* DIRECTIVE 1: In the review of Planet of Ghosts, what is the Cathedral?

* DOCUMENT:
--- START ---
Planet of Ghosts and Other Stories by Wesley R. Bishop
May. 8th, 2026 12:00 pm
A few years ago, on a whim, I bought the entire run of the 1979 TV series Buck Rogers on DVD at Walmart. It was early summer, and I am a teacher; I had time to lavish on a childhood favorite—even one that I’d known, as a child, to be full of illogic and plot holes.
The show was as heartwarmingly cheesy as I remembered. But what really delighted me was the dark thread of dystopianism—not necessarily woven in on purpose—that was so visible to the adult eye. Yes, I already knew that Buck Rogers was post-apocalyptic, with Earth’s humans living in a few shining cities surrounded by a wasteland crawling with mutants. But I hadn’t realized as a child how awful those sterile cities truly were, a maze of hotel lobbies patched together. Every human settlement is run by an AI, with no need for debate or voting or any human input at all. Earth can’t feed itself, and has to import food from a slave state on another planet.
Never the introspective type, Buck launches into adventure after adventure without stopping to contemplate how bad it all is. I couldn’t help but wish for a smarter reboot of the show, one that embraces this awful, dark chaos while also perhaps depicting Buck Rogers as a closeted gay man from a homophobic past, whose secret is in the future known to everyone but him. (This is the only explanation for much of Buck’s middle-school boorishness and bluster toward Wilma and other women.) Some smart person should take this mess of a universe and run with it.
Planet of Ghosts, the new short story collection by Wesley R. Bishop, may be as close as we can get to that dream. Bishop’s short stories, all set in the same broken world of enshittified technology, carry relatable characters through misadventures that readers feel compelled to follow to the end.
The core storyline is simple: At some point in the near future, Earth is dying. First, it’s the ecological crisis we all know and fear. Then some deeper human error takes place, creating a crisis that will soon cause the planet to rip itself to pieces. There is no future on this ball of rock, so Earth’s residents begin scrambling for any exit they can find. For many, that exit is the Cathedral, a cult that reassures people everything will be all right. For others, the exit means a slot on a ship off-planet. But there are still other, more chancy escape hatches, which people cling to in much the same way they cling to fad diets or conspiracy theories. Bishop is kind to even the most obviously deluded of these would-be escapees: Doom in this world is as inevitable as death, and no one can really judge anyone else’s coping strategy.
--- END ---
* DIRECTIVE 2: Pull out the records from the line holding "drop a dot on the display" through the end of the records, inclusive, without the pictures.

* DATA ROWS:
--- START ---
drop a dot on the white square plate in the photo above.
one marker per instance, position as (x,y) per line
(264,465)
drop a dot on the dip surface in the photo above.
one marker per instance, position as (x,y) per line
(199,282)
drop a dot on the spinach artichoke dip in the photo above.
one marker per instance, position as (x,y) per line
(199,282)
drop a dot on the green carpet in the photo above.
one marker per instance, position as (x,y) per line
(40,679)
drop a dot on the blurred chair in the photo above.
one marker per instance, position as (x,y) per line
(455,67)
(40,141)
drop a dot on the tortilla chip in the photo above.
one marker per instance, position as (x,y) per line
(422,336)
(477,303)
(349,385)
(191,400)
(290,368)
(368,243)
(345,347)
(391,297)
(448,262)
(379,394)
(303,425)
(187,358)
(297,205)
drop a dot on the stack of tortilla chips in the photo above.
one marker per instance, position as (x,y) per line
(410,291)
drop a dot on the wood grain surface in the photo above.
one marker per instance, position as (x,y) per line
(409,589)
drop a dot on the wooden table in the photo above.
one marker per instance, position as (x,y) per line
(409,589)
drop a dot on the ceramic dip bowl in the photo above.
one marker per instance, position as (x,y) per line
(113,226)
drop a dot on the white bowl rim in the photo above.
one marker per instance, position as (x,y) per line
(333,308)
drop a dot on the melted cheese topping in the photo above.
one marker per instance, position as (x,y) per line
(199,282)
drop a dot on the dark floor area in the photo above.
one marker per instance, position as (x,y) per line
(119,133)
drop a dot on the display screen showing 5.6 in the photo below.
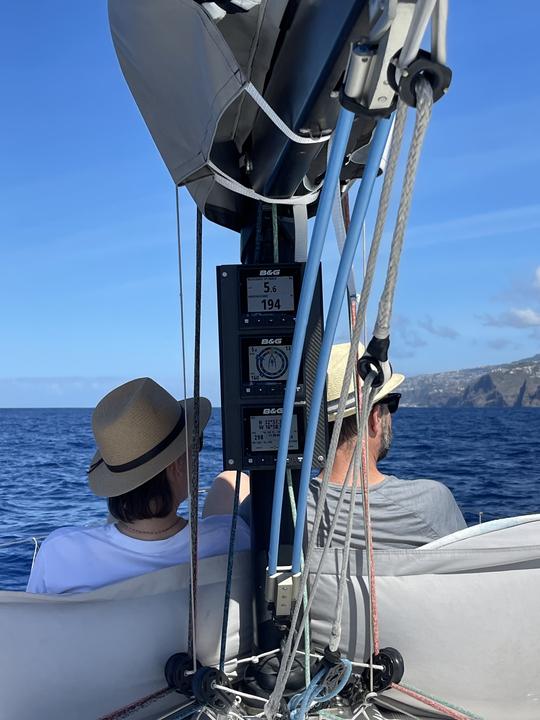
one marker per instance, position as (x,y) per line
(270,294)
--- END ---
* OUTPUT 1: A cult that reassures people everything will be all right.

* OUTPUT 2:
drop a dot on the display screen showing 5.6 in the photo below.
one marker per instance, position as (x,y) per line
(270,294)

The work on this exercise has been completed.